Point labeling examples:
++++++++
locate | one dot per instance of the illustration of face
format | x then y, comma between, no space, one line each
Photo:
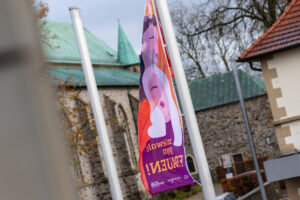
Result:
157,89
150,44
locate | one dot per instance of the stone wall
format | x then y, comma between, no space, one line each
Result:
87,160
223,131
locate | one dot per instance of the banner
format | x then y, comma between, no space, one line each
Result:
162,157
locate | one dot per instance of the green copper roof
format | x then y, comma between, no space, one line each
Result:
126,54
62,46
220,89
104,77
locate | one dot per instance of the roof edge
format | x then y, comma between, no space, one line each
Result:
258,56
244,55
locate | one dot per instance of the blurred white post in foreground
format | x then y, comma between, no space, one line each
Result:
185,99
96,106
34,163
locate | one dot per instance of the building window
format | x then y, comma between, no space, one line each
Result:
191,164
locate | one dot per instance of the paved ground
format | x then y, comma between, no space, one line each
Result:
218,189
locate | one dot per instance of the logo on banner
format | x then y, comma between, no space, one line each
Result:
162,158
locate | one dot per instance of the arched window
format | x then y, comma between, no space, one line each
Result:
191,164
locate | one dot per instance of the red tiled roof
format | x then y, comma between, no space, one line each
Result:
284,34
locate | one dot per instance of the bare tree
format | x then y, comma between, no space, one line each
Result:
213,33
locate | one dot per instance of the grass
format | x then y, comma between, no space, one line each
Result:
179,193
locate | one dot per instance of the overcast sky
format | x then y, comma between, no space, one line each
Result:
101,17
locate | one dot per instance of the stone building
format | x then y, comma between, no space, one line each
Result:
278,52
215,101
221,122
118,90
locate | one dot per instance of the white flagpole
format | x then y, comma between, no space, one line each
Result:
186,101
96,106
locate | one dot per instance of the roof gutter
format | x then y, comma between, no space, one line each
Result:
253,68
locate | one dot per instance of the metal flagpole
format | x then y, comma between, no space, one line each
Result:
96,106
252,147
186,101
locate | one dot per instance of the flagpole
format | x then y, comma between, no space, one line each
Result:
96,106
252,147
186,101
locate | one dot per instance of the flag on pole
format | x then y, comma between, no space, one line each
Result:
162,157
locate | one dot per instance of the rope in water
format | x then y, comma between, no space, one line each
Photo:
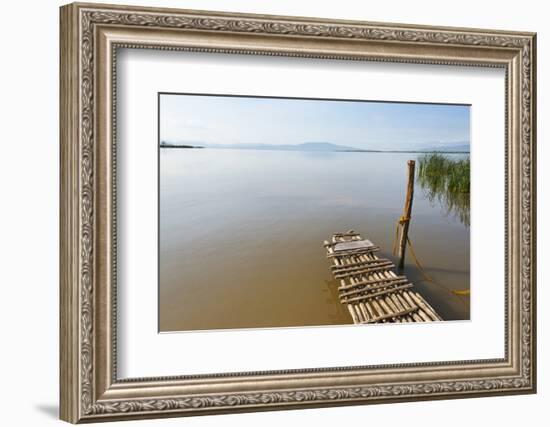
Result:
427,277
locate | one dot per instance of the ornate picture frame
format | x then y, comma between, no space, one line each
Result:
90,37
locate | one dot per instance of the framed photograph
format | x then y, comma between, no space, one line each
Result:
267,212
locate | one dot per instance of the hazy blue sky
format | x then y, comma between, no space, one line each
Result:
364,125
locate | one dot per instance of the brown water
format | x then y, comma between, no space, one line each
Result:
241,235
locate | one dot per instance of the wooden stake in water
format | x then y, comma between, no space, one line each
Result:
406,217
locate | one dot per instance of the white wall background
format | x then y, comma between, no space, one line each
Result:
29,170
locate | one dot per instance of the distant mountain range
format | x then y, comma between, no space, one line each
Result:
315,146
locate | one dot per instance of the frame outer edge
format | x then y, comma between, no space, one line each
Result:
69,312
533,207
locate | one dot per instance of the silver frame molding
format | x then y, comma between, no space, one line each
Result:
90,37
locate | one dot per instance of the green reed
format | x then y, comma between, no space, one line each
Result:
448,181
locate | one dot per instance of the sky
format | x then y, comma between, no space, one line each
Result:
201,119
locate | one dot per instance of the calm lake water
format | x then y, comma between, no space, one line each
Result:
241,235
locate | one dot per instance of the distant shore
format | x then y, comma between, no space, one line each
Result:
322,151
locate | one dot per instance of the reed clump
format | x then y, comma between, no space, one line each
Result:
447,180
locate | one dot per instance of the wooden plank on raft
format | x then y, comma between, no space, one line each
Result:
369,288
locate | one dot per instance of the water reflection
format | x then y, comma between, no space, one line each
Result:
446,181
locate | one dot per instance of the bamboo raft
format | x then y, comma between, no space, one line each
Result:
372,292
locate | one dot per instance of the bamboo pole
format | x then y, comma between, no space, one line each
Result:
406,218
++++++++
- **Set task**
Copy the entries exactly. Leave out the images.

- **Output**
locate | one dot per instance of the illustration of face
format | x then y, comma between, no space, one line each
Photo:
Result:
157,89
150,44
locate | one dot per instance of the stone wall
format | x then y, comma between, no space, one line each
Result:
87,160
223,131
locate | one dot per instance of the banner
format | x then y, comma between, no space, one line each
Result:
162,157
locate | one dot per instance of the green copper roof
format | x then y, comma between, no space, one line each
Result:
126,54
62,46
220,89
104,77
locate | one dot per instance of the roof edge
format | x then y, comma between, no space, one line each
Result:
258,56
244,55
locate | one dot per instance of the blurred white post in foreground
format | x then y, comma between, no space, one line each
Result:
185,99
96,106
34,163
locate | one dot per instance of the building window
format | x then y, comma between, no space, one line each
Result:
191,164
locate | one dot per instance of the paved ground
format | x then y, comma between, no space, one line each
Result:
218,189
locate | one dot per instance of the logo on banner
format | x then y, comma between, no space, one line each
Result:
162,158
locate | one dot per instance of the arched window
format | x then y, comma between, no space, one line each
Result:
191,164
locate | one dot per instance of the red tiled roof
format | x then y, comma between, no space, one line each
Result:
284,34
locate | one dot per instance of the bare tree
format | x then y, comma between, no space, one line each
Result:
213,33
locate | one dot per instance of the grass
format | x then y, comma between, no space, one line each
Result:
179,193
locate | one dot per instance of the overcast sky
format | x then y, comma between, no space, one line each
Result:
101,17
locate | one dot per instance of the stone building
format | x then y, comma between, no space, one line each
Result:
278,52
215,101
221,122
118,90
locate | one dot per instance of the white flagpole
format | x then y, comma between, no space, one line each
Result:
186,101
96,106
locate | one dot per instance of the roof gutter
format | x then y, comma between, no space, one line each
Result:
253,68
locate | one dot per instance of the metal flagpole
format | x then y, comma between, no space, one line each
Result:
96,106
252,147
186,101
locate | one dot per instance of the flagpole
format | x then y, comma between, no space, one line each
Result:
96,106
252,147
186,101
locate | one dot per instance of the flag on pole
format | x then y, comma between, no space, one line each
Result:
162,157
locate | one dot per instance of the rope in water
format | x then y, comma between, no space, one line each
Photo:
Result:
427,277
locate | one dot per instance of the ornate picture frame
format | x then y, comma between, no space, one line each
Result:
90,37
locate | one dot per instance of the framed photograph
format | x then y, comma between, no space, one line each
Result:
267,212
locate | one dot per instance of the hazy blue sky
format | x then y, comma between, no space, one line each
Result:
364,125
locate | one dot per instance of the brown water
format | x then y, comma between, no space, one line each
Result:
241,235
locate | one dot per instance of the wooden stake in water
format | x then y, comma between, no space, one line each
Result:
406,217
locate | one dot per instance of the white wall background
format | x then y, comma between, no space, one line each
Result:
29,170
locate | one dot per instance of the distant mountain range
format | x then y, comma between, no space, one line each
Result:
315,146
locate | one dot per instance of the frame outer edge
format | x then y, comma between, no space, one line each
Result:
69,312
533,207
locate | one dot per instance of the silver frame molding
format | x then y, comma between, no space, one line each
Result:
90,37
locate | one dot per instance of the green reed
format | x then y, comma between, no space, one line each
Result:
448,181
locate | one dot per instance of the sky
format | x then y, comma between, no space, one line each
Result:
201,119
locate | one dot per instance of the calm lake water
format | x then y, comma between, no space, one line each
Result:
241,235
locate | one dot per instance of the distant shore
format | x then y, comma between, no space, one line each
Result:
322,151
locate | one dot per instance of the reed clump
format | x then y, comma between, no space, one line each
Result:
447,180
locate | one dot per instance of the wooden plank on raft
format | x then y, comma between, no space, one line each
Result:
369,288
locate | one dot per instance of the water reflection
format | x then y, comma between, no space, one line each
Result:
446,181
locate | one dot per instance of the bamboo raft
format | x then y, comma between, no space, one line each
Result:
372,292
locate | one dot per instance of the bamboo pole
format | x then y, comma between, no space, one line each
Result:
406,218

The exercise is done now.